→ INFORMATION PROVIDED:

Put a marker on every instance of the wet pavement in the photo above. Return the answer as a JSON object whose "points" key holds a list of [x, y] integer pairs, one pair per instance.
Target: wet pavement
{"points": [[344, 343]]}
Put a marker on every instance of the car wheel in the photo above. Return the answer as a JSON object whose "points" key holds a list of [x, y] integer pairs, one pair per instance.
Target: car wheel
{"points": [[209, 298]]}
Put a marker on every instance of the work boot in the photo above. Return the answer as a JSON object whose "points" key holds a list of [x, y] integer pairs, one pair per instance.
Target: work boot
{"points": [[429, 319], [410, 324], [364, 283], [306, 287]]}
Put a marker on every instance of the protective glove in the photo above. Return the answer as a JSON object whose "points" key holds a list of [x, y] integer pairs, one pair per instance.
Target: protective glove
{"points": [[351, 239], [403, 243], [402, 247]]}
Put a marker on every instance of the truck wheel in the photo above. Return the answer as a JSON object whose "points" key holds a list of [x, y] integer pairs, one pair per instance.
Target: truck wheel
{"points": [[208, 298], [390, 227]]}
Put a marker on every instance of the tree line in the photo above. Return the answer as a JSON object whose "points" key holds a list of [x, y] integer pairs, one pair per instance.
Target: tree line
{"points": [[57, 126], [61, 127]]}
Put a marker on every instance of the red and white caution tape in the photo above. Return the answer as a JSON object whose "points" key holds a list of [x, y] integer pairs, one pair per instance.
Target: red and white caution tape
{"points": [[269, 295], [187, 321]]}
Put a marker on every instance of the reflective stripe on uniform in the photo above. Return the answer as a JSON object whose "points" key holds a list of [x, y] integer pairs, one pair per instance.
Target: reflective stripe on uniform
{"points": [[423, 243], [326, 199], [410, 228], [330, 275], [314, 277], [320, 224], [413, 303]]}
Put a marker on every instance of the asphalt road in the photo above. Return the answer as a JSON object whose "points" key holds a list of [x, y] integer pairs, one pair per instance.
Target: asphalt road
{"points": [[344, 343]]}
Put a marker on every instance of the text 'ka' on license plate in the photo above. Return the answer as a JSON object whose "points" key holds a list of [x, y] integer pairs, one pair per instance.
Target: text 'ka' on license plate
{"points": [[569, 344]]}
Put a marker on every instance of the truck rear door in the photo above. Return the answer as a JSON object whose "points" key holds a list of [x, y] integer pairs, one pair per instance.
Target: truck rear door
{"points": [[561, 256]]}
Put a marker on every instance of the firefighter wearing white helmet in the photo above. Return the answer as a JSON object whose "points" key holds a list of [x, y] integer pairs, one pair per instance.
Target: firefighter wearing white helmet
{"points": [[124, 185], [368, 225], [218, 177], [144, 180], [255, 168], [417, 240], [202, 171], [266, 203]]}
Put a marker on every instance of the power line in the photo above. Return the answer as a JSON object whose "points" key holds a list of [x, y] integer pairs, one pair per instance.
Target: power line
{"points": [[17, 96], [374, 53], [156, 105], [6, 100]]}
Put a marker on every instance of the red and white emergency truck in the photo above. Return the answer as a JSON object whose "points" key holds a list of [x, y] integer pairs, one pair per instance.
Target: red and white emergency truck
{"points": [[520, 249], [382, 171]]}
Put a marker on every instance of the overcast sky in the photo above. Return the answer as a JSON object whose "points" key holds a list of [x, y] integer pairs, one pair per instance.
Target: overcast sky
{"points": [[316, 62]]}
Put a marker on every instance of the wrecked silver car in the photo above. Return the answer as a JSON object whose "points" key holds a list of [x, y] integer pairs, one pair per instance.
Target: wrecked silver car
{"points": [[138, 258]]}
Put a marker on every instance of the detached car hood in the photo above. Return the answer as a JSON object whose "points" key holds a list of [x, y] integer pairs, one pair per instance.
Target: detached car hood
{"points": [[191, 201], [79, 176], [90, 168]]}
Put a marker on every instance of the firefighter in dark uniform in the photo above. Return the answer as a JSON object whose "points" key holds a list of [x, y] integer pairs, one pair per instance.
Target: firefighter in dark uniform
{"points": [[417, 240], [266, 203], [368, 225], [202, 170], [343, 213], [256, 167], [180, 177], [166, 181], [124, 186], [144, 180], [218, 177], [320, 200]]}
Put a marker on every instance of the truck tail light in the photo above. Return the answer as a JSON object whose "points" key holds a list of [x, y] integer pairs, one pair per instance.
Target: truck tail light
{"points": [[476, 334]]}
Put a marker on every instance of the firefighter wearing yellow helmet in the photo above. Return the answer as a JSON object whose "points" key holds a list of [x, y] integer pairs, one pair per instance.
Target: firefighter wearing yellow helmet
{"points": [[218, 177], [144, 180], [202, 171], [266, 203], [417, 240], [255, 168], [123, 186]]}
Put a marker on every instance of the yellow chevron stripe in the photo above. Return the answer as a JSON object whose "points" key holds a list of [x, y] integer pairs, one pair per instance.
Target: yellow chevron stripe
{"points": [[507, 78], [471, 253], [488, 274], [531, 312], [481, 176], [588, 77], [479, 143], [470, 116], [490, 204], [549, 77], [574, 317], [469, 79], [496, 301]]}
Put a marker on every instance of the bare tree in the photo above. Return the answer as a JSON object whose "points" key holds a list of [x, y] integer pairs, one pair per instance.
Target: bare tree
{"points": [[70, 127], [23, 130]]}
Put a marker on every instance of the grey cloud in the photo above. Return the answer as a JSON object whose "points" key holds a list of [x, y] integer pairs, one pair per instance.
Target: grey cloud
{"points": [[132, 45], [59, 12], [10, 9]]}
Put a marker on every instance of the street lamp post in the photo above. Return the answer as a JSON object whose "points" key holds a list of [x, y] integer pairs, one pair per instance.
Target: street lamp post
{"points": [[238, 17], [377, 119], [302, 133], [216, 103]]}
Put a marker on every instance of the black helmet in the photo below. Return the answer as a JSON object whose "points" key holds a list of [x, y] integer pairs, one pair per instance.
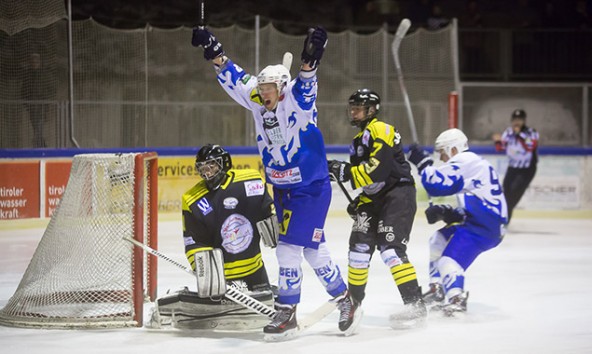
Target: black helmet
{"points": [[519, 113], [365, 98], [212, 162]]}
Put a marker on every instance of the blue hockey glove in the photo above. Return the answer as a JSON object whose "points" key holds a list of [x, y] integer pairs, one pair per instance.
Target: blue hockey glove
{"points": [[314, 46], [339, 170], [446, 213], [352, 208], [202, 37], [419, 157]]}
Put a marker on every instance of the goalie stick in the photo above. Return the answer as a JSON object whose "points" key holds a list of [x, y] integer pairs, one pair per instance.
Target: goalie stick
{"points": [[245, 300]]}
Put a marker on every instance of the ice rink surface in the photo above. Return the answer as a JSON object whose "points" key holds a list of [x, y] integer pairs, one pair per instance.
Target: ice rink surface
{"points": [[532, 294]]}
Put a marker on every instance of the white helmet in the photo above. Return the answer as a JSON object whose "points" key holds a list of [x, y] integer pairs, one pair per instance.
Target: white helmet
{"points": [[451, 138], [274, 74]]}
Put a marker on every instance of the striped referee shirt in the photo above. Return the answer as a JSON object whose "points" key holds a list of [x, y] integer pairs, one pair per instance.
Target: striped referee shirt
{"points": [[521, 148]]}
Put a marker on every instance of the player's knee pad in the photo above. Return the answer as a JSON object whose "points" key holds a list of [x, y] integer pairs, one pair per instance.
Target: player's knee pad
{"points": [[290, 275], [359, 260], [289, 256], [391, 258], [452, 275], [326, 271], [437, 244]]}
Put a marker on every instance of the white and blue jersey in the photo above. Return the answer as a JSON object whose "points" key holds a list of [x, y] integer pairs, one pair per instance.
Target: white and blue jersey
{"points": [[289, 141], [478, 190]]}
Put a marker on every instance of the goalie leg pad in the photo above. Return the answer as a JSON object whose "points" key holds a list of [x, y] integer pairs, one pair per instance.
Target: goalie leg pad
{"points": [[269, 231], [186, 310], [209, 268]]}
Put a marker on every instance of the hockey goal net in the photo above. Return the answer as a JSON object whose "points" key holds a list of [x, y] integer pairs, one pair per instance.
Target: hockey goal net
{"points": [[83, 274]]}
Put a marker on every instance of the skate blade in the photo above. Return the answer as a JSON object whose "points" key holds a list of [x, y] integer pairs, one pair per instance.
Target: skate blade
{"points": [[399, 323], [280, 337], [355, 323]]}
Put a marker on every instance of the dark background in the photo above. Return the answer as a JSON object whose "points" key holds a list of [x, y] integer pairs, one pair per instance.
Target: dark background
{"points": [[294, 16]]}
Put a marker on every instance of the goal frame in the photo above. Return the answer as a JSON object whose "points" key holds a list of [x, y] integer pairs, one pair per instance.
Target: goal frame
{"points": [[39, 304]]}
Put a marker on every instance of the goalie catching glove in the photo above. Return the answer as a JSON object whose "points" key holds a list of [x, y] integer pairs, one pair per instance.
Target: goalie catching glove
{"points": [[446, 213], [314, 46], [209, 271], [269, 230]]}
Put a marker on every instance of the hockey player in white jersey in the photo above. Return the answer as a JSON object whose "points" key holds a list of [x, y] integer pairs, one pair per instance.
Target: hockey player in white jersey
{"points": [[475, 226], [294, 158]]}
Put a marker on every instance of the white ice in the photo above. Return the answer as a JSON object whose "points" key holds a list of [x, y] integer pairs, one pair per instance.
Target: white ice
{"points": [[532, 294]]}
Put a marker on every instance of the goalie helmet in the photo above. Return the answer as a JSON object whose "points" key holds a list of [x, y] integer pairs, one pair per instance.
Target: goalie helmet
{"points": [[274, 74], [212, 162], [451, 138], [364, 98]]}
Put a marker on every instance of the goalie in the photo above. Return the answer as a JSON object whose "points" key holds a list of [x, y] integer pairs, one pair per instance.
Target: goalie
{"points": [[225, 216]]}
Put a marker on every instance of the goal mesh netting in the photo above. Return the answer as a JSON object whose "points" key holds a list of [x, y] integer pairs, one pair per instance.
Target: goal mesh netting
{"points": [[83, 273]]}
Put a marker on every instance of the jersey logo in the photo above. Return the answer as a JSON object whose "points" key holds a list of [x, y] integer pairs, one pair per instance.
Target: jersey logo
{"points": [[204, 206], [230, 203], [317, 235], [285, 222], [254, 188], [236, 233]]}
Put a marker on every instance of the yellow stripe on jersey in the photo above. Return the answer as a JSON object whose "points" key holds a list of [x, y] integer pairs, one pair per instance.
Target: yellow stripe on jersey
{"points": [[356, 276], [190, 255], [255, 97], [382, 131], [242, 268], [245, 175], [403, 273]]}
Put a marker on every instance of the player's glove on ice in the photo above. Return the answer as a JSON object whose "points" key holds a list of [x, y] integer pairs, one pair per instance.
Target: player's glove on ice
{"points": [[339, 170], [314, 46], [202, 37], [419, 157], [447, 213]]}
---
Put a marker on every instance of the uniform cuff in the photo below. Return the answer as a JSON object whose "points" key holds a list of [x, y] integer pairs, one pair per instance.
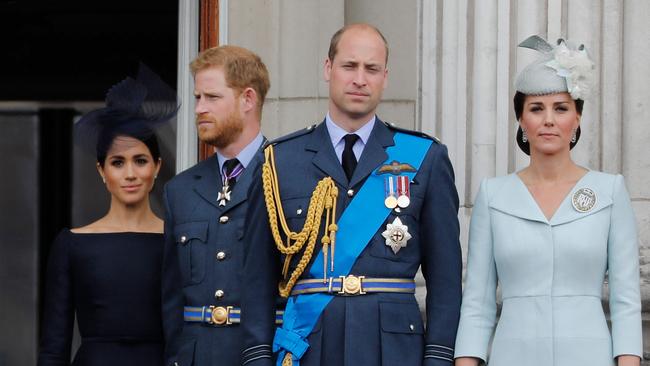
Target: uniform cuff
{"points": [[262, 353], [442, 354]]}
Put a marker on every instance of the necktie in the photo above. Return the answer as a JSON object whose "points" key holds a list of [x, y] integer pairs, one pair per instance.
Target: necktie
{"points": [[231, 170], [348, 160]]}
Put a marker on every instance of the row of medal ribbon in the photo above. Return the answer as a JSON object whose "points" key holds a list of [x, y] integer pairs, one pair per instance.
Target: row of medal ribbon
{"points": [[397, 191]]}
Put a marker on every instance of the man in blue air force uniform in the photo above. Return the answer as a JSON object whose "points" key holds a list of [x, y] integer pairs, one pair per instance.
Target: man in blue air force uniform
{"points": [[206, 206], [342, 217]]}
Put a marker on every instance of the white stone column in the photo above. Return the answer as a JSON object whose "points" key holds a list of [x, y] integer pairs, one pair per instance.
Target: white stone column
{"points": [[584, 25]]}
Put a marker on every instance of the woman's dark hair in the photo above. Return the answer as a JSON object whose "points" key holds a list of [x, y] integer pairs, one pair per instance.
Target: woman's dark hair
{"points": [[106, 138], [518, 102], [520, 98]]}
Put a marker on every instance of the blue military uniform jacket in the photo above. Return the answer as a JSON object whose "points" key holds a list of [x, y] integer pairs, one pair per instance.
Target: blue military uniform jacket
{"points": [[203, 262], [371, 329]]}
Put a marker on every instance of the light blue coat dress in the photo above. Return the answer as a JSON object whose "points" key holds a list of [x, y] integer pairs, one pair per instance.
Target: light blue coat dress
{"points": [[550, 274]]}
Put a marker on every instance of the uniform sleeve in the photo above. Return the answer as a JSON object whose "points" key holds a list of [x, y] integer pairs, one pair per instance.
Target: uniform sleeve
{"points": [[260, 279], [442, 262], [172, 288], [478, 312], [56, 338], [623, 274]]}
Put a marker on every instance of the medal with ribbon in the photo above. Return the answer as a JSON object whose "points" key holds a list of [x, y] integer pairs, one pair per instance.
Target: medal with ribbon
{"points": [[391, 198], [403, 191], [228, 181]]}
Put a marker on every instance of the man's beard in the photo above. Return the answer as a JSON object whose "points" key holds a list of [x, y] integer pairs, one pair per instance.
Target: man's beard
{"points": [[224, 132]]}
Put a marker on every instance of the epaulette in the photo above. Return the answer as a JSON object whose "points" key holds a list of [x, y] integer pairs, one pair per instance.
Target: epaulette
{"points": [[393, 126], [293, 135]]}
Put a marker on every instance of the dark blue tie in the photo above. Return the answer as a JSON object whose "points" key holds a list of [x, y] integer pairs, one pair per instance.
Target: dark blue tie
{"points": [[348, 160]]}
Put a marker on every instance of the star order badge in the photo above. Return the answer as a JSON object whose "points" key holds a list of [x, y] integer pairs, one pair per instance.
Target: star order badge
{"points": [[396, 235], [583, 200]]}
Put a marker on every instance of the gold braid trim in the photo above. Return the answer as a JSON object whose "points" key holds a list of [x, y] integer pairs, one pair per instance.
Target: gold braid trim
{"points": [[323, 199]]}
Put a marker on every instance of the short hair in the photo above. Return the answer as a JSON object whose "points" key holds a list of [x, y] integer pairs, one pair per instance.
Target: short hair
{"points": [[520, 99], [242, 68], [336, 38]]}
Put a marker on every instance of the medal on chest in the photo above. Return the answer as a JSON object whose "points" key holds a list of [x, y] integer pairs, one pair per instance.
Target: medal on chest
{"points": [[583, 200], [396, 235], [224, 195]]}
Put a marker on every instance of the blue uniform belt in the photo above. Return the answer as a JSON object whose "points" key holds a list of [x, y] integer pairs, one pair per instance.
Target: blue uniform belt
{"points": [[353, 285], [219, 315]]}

→ SHORT PROBLEM:
Copy out every line of the items above that contains the word "epaulette".

→ RESPONSE TO THE EXERCISE:
Put a marker on every instance of the epaulette in the photo above. Return the answer as a JSON object whose "points" key holds a list of [x, y] integer pairs, one pair per instance.
Target: epaulette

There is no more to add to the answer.